* [Brief]
Which lines in the entries below contain the word "paved"? Show each one in full.
BEGIN Dataset content
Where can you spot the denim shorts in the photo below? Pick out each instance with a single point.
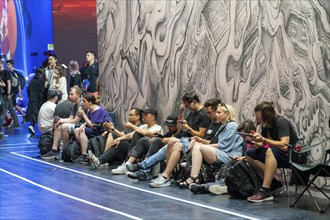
(281, 157)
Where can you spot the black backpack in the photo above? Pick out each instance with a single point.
(45, 143)
(97, 145)
(242, 181)
(71, 151)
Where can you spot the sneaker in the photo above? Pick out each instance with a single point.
(8, 122)
(84, 159)
(132, 167)
(50, 155)
(198, 188)
(161, 181)
(16, 126)
(140, 175)
(261, 196)
(120, 170)
(23, 119)
(31, 130)
(218, 189)
(93, 160)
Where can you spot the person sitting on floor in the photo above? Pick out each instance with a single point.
(46, 112)
(142, 169)
(229, 145)
(276, 132)
(64, 127)
(95, 115)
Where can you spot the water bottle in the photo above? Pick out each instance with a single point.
(60, 152)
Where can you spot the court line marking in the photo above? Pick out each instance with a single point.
(69, 196)
(143, 190)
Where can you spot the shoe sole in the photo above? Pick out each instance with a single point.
(218, 190)
(153, 185)
(268, 199)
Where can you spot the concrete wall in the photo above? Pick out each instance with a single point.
(245, 52)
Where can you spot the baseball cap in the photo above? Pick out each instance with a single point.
(150, 111)
(52, 93)
(171, 120)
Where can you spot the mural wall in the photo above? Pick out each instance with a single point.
(245, 52)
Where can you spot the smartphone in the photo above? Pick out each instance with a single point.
(159, 135)
(245, 134)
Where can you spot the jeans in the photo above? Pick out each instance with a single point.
(147, 164)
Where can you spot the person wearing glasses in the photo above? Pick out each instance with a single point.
(276, 133)
(229, 145)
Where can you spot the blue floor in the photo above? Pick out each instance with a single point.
(36, 189)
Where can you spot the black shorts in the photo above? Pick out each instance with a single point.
(281, 157)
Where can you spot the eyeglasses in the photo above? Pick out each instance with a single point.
(224, 105)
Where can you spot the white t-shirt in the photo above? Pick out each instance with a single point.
(155, 128)
(46, 117)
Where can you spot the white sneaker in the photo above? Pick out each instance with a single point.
(218, 189)
(120, 170)
(160, 182)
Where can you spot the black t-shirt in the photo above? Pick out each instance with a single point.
(91, 72)
(5, 76)
(281, 128)
(196, 120)
(212, 130)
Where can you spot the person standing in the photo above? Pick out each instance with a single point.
(36, 99)
(9, 93)
(91, 72)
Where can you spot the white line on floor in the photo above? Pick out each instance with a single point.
(69, 196)
(143, 190)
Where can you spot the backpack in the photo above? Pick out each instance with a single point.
(45, 143)
(242, 181)
(97, 145)
(71, 151)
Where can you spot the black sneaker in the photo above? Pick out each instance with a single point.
(140, 175)
(84, 159)
(132, 167)
(50, 155)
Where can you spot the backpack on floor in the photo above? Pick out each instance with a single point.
(71, 151)
(97, 145)
(242, 181)
(45, 143)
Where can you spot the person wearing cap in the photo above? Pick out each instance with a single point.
(149, 129)
(195, 124)
(36, 99)
(46, 112)
(64, 127)
(140, 171)
(111, 133)
(152, 147)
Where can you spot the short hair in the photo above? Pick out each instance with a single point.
(77, 89)
(246, 126)
(138, 112)
(229, 109)
(189, 97)
(90, 98)
(53, 55)
(213, 103)
(90, 51)
(11, 62)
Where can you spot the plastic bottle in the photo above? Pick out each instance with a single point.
(60, 152)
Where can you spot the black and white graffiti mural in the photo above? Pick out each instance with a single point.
(244, 51)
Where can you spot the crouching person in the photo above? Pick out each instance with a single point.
(229, 145)
(95, 115)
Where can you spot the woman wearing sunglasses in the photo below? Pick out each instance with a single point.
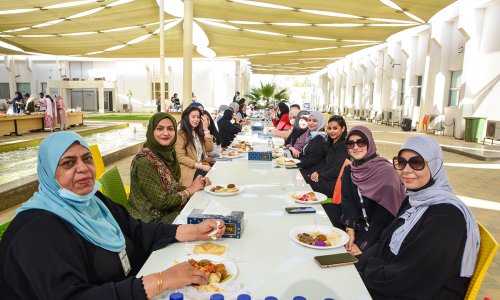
(372, 192)
(430, 250)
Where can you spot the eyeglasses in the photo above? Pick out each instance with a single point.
(417, 163)
(361, 143)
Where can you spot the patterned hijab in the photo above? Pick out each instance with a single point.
(165, 153)
(375, 176)
(438, 193)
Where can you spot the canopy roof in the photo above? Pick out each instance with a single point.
(295, 37)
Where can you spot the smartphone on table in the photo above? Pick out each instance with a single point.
(300, 210)
(334, 260)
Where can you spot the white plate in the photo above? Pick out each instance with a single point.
(340, 241)
(216, 259)
(209, 187)
(288, 162)
(321, 197)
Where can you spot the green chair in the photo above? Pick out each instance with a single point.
(112, 186)
(3, 227)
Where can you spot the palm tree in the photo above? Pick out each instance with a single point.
(267, 93)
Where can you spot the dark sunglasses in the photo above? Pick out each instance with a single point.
(417, 163)
(361, 143)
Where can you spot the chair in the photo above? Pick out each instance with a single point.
(112, 186)
(99, 165)
(487, 251)
(3, 228)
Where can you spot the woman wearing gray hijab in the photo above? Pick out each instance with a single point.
(430, 250)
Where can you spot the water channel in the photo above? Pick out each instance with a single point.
(22, 162)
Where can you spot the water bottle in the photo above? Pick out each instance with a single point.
(176, 296)
(217, 297)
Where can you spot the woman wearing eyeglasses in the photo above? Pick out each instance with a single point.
(430, 250)
(372, 192)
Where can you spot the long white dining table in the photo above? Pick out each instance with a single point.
(269, 262)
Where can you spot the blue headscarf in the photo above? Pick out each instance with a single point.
(90, 218)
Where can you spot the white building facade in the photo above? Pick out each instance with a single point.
(448, 69)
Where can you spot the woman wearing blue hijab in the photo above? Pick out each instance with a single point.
(71, 242)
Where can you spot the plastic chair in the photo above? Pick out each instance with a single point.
(98, 161)
(3, 228)
(112, 186)
(487, 251)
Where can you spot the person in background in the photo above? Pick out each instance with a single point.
(61, 113)
(49, 113)
(85, 245)
(156, 194)
(313, 152)
(430, 250)
(193, 142)
(299, 135)
(236, 96)
(281, 120)
(286, 133)
(227, 130)
(323, 180)
(372, 192)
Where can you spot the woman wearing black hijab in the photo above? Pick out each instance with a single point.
(227, 130)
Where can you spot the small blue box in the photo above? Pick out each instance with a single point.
(265, 156)
(233, 222)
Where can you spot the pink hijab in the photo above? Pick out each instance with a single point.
(375, 176)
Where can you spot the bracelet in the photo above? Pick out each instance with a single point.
(160, 283)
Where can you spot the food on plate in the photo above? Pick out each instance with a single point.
(319, 239)
(209, 248)
(310, 196)
(231, 188)
(216, 272)
(284, 160)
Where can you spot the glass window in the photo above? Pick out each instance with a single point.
(419, 90)
(454, 87)
(4, 90)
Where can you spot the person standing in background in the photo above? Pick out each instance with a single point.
(61, 113)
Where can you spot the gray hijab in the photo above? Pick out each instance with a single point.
(438, 193)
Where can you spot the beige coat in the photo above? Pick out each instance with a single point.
(187, 157)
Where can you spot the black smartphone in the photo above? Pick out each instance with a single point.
(334, 260)
(300, 210)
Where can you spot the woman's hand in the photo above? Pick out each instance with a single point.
(201, 231)
(295, 152)
(315, 176)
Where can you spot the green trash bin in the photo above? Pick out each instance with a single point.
(474, 129)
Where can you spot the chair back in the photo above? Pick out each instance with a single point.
(487, 251)
(98, 162)
(112, 186)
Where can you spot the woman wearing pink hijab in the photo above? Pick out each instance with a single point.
(61, 113)
(372, 192)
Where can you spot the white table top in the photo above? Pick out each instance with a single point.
(269, 262)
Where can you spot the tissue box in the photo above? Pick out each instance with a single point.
(266, 156)
(233, 222)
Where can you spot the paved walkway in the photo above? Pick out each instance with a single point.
(477, 182)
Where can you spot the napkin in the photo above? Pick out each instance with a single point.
(216, 208)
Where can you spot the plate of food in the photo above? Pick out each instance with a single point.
(306, 197)
(285, 161)
(231, 154)
(218, 268)
(319, 236)
(223, 189)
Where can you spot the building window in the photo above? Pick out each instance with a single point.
(156, 90)
(402, 96)
(454, 87)
(419, 90)
(4, 90)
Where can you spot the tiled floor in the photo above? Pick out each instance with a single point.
(476, 182)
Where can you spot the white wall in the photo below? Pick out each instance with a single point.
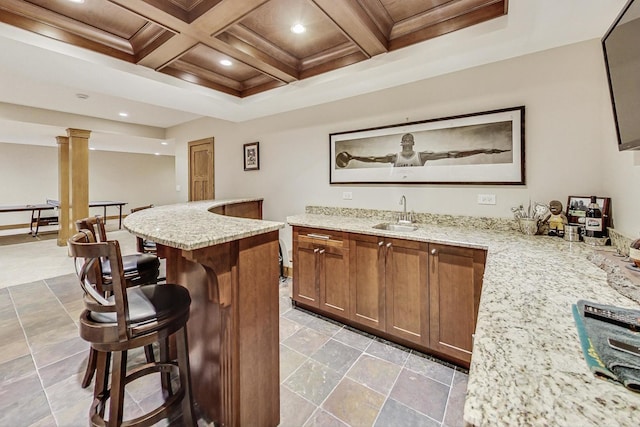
(29, 175)
(570, 141)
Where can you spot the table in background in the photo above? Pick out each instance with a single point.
(103, 204)
(36, 215)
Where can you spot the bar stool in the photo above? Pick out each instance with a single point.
(139, 269)
(130, 318)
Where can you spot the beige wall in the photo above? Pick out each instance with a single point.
(570, 141)
(29, 176)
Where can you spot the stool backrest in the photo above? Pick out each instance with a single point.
(95, 224)
(87, 254)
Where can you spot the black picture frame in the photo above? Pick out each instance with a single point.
(485, 148)
(251, 156)
(577, 208)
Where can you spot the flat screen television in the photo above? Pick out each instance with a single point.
(621, 47)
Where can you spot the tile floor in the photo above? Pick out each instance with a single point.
(330, 375)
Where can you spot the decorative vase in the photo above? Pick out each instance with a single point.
(528, 226)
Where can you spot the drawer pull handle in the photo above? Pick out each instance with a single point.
(318, 236)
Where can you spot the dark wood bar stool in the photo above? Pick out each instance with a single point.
(131, 317)
(139, 269)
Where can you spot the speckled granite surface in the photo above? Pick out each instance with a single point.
(527, 366)
(191, 225)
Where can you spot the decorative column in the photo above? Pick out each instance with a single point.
(79, 173)
(63, 190)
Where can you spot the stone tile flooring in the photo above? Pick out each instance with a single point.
(330, 375)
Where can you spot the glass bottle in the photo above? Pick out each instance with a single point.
(634, 252)
(594, 226)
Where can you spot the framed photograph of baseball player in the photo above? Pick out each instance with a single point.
(479, 148)
(251, 156)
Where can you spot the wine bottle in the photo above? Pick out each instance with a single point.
(593, 226)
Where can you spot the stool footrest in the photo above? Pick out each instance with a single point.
(172, 403)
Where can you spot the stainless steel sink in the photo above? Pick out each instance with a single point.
(391, 226)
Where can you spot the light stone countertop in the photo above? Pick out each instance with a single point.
(192, 226)
(527, 366)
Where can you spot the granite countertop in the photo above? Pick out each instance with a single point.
(527, 366)
(192, 226)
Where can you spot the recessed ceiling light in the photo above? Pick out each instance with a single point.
(298, 28)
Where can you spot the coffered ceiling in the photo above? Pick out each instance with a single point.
(188, 39)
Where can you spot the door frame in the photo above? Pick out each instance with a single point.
(210, 141)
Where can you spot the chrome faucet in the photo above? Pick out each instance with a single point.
(404, 217)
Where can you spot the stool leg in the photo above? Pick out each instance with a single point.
(148, 352)
(165, 377)
(185, 377)
(118, 374)
(102, 372)
(91, 367)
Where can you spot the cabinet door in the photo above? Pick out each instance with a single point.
(306, 273)
(367, 254)
(407, 292)
(334, 280)
(455, 283)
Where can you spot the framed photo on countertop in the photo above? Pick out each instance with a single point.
(577, 208)
(251, 156)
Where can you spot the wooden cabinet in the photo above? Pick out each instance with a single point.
(407, 290)
(367, 281)
(422, 295)
(321, 270)
(455, 283)
(389, 289)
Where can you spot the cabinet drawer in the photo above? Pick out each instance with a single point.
(322, 237)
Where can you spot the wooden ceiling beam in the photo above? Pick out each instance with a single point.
(356, 24)
(203, 30)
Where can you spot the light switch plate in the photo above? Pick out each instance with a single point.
(486, 199)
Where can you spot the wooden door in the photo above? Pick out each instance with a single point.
(455, 283)
(407, 291)
(306, 273)
(201, 170)
(334, 279)
(366, 280)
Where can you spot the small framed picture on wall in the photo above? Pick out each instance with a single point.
(251, 156)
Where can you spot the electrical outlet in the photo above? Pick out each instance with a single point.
(486, 199)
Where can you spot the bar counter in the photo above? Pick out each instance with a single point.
(527, 367)
(228, 259)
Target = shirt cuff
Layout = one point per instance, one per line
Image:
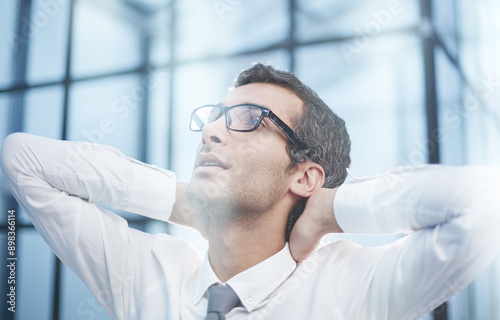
(153, 191)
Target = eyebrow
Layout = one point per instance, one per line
(245, 102)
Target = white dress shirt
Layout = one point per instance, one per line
(451, 216)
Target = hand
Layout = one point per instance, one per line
(186, 214)
(317, 220)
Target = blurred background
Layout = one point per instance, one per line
(416, 81)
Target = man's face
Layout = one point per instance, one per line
(243, 174)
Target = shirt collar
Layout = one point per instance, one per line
(254, 284)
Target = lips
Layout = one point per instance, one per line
(209, 160)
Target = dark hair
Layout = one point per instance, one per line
(319, 128)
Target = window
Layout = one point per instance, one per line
(141, 66)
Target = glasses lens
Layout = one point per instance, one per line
(243, 117)
(203, 116)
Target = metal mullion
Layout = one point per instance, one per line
(291, 34)
(431, 103)
(171, 77)
(144, 107)
(16, 124)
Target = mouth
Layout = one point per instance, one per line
(210, 161)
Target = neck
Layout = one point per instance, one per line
(237, 246)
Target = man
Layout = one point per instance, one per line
(266, 148)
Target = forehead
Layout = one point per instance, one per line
(283, 102)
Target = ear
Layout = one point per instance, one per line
(308, 177)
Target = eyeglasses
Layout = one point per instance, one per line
(242, 118)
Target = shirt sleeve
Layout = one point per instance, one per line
(451, 216)
(58, 183)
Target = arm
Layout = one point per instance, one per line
(451, 217)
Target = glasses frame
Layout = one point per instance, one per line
(266, 112)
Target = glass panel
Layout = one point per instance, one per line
(77, 302)
(106, 38)
(150, 5)
(479, 53)
(47, 51)
(158, 119)
(221, 27)
(5, 101)
(159, 27)
(4, 131)
(44, 112)
(364, 19)
(35, 276)
(8, 19)
(445, 23)
(386, 122)
(107, 111)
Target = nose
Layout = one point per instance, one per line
(215, 131)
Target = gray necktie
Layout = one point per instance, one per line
(221, 300)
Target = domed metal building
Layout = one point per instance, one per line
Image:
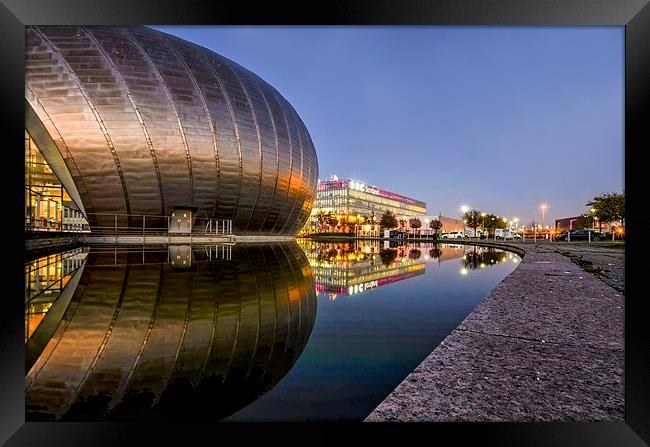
(137, 122)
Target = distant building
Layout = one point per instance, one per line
(357, 207)
(566, 223)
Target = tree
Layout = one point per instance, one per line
(473, 219)
(388, 220)
(609, 207)
(436, 226)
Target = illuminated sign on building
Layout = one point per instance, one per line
(358, 186)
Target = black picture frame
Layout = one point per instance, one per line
(634, 15)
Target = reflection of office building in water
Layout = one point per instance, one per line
(350, 268)
(144, 337)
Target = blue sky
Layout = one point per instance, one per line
(498, 118)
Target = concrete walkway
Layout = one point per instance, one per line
(545, 345)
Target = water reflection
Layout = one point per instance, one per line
(173, 333)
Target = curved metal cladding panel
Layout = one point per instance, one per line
(147, 121)
(145, 340)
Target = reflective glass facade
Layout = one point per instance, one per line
(146, 122)
(147, 336)
(48, 206)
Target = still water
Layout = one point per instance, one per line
(284, 331)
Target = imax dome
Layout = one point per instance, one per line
(139, 122)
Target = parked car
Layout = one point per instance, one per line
(578, 235)
(452, 235)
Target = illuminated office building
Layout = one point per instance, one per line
(134, 122)
(352, 197)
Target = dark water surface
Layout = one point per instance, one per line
(244, 333)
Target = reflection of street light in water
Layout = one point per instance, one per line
(464, 209)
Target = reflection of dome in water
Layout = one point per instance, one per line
(143, 341)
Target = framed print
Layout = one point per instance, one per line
(341, 215)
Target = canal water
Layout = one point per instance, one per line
(277, 332)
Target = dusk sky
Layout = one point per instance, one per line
(500, 119)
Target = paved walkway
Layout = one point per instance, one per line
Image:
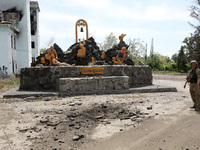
(15, 93)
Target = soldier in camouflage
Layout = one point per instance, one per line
(193, 79)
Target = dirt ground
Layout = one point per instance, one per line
(147, 121)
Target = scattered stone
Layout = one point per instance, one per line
(78, 103)
(52, 123)
(71, 104)
(45, 120)
(99, 117)
(23, 130)
(124, 118)
(60, 141)
(78, 137)
(149, 108)
(59, 112)
(71, 124)
(73, 109)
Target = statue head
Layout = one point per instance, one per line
(52, 47)
(81, 45)
(52, 56)
(123, 48)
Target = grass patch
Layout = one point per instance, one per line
(165, 72)
(8, 83)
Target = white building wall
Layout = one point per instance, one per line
(23, 51)
(35, 38)
(7, 53)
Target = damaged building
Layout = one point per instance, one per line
(19, 35)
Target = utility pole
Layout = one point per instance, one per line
(145, 55)
(152, 53)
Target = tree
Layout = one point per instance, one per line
(174, 58)
(195, 13)
(109, 42)
(182, 60)
(137, 50)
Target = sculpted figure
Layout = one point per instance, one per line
(82, 51)
(103, 55)
(93, 62)
(50, 52)
(121, 55)
(121, 37)
(193, 79)
(54, 61)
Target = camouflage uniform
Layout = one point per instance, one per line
(195, 94)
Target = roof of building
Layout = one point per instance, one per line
(35, 4)
(10, 25)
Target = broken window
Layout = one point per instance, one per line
(12, 15)
(33, 44)
(14, 39)
(33, 18)
(11, 41)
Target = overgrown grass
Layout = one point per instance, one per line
(165, 72)
(8, 83)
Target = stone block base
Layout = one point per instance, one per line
(94, 85)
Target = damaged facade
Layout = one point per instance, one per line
(19, 36)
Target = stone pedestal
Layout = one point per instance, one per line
(94, 85)
(47, 78)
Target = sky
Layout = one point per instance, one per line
(164, 21)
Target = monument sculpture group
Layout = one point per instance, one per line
(85, 69)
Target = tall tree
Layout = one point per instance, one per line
(195, 13)
(182, 60)
(136, 49)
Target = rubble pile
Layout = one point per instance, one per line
(92, 50)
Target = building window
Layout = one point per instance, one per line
(11, 41)
(33, 59)
(14, 42)
(33, 44)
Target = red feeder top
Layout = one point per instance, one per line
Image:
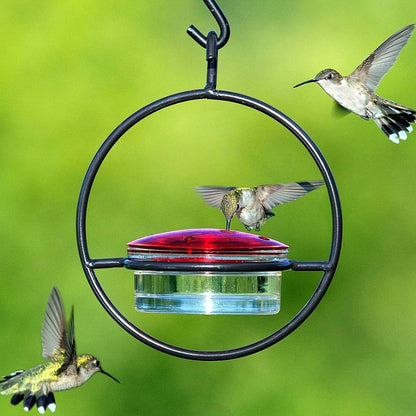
(206, 245)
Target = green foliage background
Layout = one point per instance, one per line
(71, 71)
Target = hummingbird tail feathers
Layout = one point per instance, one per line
(395, 121)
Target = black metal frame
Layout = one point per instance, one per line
(212, 43)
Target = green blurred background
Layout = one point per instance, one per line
(71, 71)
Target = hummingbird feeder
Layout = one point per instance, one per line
(208, 271)
(199, 271)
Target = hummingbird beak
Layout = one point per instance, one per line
(109, 375)
(305, 82)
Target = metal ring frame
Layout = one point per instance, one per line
(209, 92)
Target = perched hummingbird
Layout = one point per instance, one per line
(65, 371)
(356, 91)
(253, 205)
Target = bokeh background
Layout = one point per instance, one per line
(71, 71)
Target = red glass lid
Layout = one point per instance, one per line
(206, 245)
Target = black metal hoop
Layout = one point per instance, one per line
(328, 267)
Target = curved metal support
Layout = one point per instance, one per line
(222, 23)
(328, 267)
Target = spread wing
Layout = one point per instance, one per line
(375, 66)
(58, 339)
(213, 195)
(272, 195)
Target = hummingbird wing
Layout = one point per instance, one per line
(213, 195)
(272, 195)
(58, 340)
(375, 66)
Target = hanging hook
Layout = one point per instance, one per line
(212, 60)
(222, 22)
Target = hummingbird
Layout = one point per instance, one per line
(356, 91)
(253, 206)
(64, 371)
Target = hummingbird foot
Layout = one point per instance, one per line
(269, 214)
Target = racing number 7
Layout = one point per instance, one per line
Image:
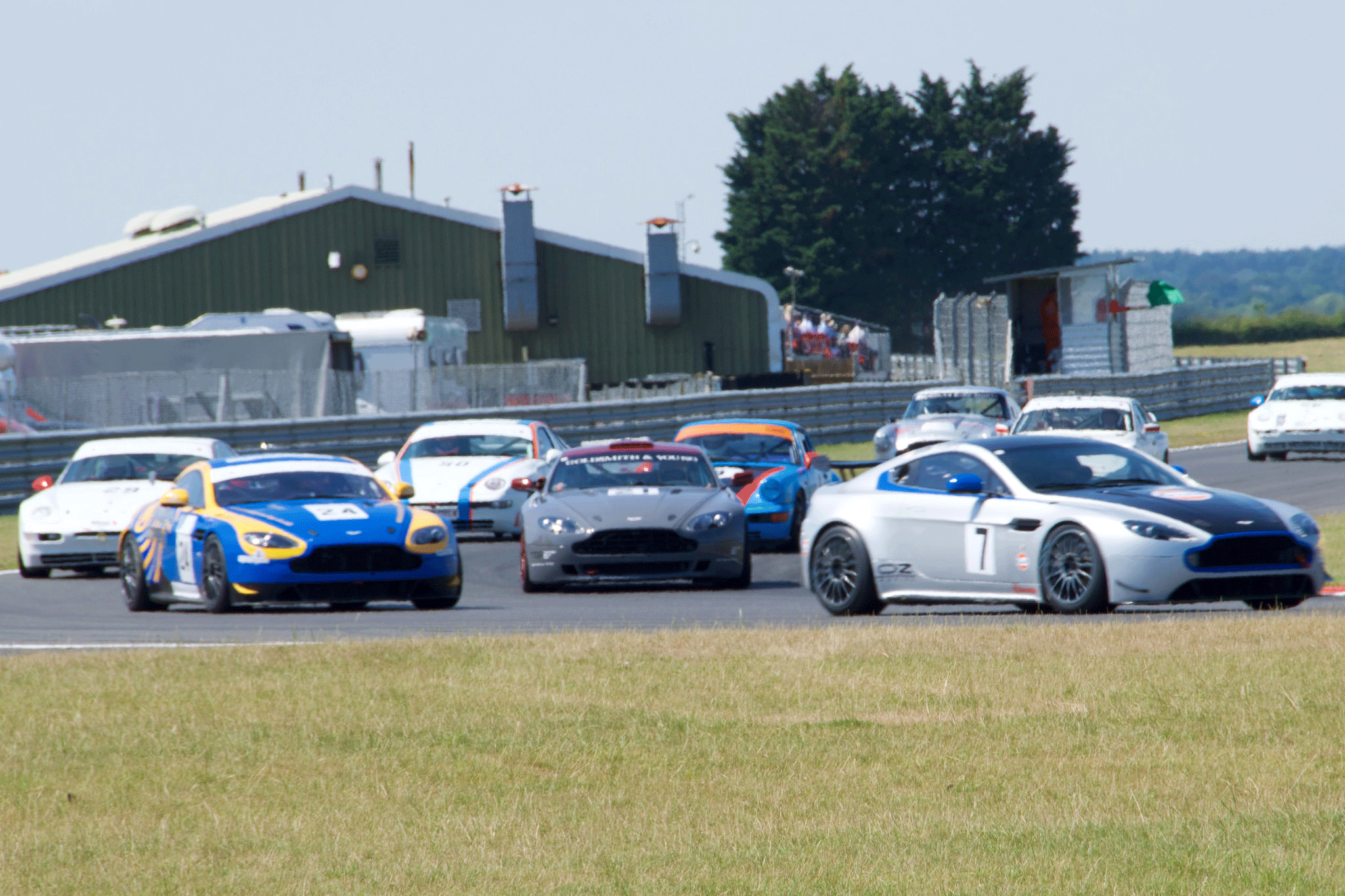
END Dataset content
* [Response to the task]
Where can you spot the paved walkway in the photo above? Pick out each instance with a single point.
Target = paved walkway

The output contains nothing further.